-- Opening Marker --

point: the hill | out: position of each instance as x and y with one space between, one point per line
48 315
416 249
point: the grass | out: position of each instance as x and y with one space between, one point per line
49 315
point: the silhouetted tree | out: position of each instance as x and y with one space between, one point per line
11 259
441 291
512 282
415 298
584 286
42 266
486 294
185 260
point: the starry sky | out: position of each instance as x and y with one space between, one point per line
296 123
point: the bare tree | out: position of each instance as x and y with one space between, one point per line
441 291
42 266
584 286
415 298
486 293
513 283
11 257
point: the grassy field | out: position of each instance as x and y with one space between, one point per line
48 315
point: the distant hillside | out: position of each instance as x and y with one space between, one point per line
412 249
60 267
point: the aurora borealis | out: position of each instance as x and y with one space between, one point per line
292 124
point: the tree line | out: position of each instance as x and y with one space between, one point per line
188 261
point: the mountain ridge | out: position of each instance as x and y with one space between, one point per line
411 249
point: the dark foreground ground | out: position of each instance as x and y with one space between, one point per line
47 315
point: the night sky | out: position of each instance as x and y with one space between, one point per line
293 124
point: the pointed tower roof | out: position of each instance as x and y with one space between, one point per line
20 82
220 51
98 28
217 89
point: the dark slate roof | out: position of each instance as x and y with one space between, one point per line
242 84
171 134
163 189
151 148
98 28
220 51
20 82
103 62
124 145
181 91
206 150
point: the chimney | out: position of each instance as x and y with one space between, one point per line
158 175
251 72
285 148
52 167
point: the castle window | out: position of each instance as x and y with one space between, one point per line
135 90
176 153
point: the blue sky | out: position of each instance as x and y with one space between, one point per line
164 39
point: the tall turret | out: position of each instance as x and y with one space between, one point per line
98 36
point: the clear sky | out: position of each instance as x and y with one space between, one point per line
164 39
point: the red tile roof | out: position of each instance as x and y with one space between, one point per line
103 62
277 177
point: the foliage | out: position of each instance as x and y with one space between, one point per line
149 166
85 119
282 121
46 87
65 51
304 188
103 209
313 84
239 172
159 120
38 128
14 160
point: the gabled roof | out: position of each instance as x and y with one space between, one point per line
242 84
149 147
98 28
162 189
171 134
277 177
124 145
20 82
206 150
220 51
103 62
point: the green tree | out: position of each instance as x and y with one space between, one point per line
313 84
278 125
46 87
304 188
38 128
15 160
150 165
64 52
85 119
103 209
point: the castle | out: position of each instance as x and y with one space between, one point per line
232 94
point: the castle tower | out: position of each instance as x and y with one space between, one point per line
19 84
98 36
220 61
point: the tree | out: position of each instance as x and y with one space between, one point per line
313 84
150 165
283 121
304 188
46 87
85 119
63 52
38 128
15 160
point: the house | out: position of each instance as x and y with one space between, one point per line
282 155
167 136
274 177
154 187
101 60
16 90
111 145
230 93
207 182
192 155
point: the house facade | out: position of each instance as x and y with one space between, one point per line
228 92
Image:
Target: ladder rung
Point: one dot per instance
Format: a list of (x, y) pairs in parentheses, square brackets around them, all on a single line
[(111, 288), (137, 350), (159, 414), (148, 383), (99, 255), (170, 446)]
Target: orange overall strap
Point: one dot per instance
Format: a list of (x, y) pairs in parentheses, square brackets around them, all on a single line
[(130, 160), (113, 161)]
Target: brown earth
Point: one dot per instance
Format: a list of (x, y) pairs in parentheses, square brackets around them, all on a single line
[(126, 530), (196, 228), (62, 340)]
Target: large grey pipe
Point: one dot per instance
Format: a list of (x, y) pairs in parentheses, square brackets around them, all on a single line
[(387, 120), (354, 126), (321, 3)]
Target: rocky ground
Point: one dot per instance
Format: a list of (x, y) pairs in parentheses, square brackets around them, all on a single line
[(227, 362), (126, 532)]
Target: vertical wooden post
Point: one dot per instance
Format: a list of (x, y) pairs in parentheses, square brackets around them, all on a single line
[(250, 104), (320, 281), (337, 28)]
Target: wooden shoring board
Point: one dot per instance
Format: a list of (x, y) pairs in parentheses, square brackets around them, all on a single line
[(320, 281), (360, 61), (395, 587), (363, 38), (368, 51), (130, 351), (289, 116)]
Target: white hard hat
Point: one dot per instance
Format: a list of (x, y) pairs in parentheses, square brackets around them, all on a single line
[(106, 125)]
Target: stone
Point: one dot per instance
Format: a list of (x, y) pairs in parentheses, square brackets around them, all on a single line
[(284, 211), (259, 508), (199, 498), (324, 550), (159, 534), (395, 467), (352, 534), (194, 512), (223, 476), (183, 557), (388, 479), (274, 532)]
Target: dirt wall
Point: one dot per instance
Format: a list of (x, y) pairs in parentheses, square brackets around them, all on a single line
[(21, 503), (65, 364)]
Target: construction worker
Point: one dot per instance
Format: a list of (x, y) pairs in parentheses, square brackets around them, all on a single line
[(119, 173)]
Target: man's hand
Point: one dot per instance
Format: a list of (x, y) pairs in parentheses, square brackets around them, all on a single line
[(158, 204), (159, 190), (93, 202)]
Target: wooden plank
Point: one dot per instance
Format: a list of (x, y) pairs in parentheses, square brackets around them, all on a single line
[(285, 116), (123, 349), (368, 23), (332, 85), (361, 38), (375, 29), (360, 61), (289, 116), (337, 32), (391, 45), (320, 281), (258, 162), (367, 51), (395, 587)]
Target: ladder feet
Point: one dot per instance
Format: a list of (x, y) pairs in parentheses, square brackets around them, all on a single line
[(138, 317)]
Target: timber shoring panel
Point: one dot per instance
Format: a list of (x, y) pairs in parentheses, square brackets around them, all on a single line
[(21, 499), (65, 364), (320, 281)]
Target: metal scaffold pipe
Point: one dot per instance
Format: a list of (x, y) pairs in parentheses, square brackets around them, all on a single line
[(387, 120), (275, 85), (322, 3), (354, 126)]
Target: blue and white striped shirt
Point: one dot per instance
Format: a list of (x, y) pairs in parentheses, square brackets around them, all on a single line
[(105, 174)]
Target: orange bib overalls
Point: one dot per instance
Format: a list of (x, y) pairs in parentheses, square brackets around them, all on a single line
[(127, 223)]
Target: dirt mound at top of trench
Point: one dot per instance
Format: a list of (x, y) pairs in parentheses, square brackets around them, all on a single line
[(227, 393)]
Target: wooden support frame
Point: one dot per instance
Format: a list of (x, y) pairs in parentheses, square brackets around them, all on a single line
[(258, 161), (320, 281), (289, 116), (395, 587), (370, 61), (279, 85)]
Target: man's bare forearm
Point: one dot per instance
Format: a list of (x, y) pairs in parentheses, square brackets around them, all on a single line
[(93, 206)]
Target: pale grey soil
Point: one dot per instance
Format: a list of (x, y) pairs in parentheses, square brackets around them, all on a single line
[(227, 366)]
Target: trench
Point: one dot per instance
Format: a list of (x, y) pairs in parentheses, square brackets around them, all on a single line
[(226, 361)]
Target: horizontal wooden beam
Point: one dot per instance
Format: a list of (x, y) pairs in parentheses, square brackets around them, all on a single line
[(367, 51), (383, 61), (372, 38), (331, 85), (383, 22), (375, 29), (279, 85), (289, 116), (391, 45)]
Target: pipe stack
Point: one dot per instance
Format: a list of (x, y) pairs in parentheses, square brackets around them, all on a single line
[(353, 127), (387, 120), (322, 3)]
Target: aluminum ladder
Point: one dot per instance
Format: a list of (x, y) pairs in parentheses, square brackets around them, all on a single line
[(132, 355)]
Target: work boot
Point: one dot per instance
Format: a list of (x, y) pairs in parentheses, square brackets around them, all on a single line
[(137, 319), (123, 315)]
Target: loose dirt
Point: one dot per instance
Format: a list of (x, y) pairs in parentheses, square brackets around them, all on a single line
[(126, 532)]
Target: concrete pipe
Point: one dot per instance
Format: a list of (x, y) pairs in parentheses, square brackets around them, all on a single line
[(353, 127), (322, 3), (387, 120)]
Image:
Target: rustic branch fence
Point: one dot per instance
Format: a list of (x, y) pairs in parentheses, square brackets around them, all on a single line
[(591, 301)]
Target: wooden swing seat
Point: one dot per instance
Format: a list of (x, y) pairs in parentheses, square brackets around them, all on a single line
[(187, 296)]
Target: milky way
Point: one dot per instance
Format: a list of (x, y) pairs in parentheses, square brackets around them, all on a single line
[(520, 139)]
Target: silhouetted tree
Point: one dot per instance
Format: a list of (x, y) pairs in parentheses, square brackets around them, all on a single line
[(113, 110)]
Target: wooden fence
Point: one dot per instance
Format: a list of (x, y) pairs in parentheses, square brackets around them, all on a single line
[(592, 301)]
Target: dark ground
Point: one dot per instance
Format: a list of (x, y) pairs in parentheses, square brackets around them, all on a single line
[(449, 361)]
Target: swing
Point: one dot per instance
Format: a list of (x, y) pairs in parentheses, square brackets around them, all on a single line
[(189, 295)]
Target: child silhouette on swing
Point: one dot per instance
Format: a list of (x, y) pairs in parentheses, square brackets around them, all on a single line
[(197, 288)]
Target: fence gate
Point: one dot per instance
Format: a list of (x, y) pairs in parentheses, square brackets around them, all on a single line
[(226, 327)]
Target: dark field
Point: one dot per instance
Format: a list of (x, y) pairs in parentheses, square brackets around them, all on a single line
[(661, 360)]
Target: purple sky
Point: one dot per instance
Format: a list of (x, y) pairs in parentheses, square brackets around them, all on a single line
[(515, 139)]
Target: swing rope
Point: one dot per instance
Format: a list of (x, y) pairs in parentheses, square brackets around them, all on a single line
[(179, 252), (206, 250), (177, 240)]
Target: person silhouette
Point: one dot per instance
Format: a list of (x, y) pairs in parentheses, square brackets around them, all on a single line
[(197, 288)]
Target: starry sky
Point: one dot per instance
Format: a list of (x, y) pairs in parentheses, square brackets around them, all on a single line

-- Closing Marker --

Filter the data down to the lines that contain the string "dirt", and copy them.

Target: dirt wall
Target: dirt mound at top of trench
Target: loose dirt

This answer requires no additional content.